- _EXERCISE DESCRIPTION_
Below are entries. Copy exactly the lines running from the line that holds "In this exercise you will locate the beanie" to the line that holds "In this exercise you will locate the blue", with both ends included.

########

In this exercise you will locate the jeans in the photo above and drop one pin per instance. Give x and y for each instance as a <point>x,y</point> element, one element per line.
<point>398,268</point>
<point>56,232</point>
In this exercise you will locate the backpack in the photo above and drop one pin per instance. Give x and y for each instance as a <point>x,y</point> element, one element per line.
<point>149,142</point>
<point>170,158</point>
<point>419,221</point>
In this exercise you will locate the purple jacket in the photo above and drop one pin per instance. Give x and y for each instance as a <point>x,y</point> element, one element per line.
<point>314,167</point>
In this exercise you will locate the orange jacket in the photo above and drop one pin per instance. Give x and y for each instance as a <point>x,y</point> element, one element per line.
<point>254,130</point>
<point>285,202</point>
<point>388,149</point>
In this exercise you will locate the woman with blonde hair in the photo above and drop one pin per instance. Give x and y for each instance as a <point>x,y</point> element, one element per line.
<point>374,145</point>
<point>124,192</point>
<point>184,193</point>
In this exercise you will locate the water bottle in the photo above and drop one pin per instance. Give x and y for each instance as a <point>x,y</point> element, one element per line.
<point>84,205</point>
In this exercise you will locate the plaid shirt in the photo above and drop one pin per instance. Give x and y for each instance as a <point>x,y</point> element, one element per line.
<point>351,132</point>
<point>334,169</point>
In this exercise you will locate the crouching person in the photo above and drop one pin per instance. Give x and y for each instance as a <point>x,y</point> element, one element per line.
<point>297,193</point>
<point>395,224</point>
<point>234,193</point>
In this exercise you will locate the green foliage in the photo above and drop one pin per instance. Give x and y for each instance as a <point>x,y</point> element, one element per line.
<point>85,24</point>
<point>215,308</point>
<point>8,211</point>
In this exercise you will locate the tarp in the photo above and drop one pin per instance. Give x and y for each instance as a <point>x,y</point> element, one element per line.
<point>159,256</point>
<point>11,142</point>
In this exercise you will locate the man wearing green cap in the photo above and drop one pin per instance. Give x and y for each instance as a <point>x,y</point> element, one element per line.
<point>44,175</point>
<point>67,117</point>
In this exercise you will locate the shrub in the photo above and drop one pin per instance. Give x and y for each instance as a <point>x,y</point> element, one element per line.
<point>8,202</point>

########

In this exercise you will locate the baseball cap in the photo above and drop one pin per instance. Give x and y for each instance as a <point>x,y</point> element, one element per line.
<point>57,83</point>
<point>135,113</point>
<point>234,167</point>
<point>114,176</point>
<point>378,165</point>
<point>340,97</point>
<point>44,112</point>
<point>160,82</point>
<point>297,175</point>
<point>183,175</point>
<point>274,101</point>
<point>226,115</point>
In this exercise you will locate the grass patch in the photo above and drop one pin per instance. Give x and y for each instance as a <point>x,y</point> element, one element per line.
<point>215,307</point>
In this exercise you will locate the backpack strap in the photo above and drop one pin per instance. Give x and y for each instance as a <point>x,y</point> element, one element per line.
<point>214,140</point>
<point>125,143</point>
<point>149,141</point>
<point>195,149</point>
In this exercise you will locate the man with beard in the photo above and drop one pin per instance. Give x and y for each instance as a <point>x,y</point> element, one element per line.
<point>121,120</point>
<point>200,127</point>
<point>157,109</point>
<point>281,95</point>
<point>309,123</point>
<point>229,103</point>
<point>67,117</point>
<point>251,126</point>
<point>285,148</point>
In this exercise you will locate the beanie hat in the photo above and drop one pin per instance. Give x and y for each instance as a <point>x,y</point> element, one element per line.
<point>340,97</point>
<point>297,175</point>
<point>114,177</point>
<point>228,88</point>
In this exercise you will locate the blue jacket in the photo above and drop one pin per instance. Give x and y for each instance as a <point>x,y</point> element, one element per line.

########

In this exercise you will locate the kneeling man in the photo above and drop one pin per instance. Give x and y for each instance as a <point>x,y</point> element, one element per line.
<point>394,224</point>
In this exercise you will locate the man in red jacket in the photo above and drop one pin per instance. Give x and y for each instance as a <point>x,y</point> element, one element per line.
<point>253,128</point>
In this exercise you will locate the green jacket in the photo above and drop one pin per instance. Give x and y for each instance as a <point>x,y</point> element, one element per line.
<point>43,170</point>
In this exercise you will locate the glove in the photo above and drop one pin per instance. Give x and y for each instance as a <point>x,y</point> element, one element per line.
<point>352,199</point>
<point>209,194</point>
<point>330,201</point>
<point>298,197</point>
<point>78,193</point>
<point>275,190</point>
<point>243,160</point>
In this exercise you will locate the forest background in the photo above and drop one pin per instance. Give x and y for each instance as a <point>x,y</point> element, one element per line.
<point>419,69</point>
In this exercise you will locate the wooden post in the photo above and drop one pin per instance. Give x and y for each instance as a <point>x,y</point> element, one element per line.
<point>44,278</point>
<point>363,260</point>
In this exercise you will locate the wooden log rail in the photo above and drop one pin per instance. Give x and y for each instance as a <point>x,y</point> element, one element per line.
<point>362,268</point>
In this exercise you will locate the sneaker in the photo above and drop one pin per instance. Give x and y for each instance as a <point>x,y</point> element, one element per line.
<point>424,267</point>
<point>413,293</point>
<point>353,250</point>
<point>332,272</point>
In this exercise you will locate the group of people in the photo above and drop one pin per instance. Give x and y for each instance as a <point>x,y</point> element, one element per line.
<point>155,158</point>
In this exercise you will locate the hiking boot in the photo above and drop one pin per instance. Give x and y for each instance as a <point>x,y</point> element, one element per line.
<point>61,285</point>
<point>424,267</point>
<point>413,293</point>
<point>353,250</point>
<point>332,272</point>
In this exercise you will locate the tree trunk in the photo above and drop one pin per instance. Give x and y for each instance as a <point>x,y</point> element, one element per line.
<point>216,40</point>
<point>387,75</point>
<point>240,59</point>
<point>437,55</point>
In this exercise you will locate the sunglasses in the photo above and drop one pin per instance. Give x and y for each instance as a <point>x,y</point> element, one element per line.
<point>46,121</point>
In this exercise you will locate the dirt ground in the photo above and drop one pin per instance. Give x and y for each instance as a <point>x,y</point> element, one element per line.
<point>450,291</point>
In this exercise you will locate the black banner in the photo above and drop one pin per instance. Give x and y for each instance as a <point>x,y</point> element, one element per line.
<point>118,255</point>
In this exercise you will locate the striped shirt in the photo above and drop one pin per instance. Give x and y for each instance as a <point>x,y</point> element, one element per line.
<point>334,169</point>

########

- _TASK SOLUTION_
In this exercise you will locate the beanie hat in the photo above and drop one pin per instance. Give x and y for each instance as a <point>x,y</point> element, one element per line.
<point>340,97</point>
<point>297,175</point>
<point>114,177</point>
<point>228,88</point>
In this exercise you will locate the blue jacket in the photo above and drop one pin per instance. Give x and y for each instance as a <point>x,y</point> element, one element per line.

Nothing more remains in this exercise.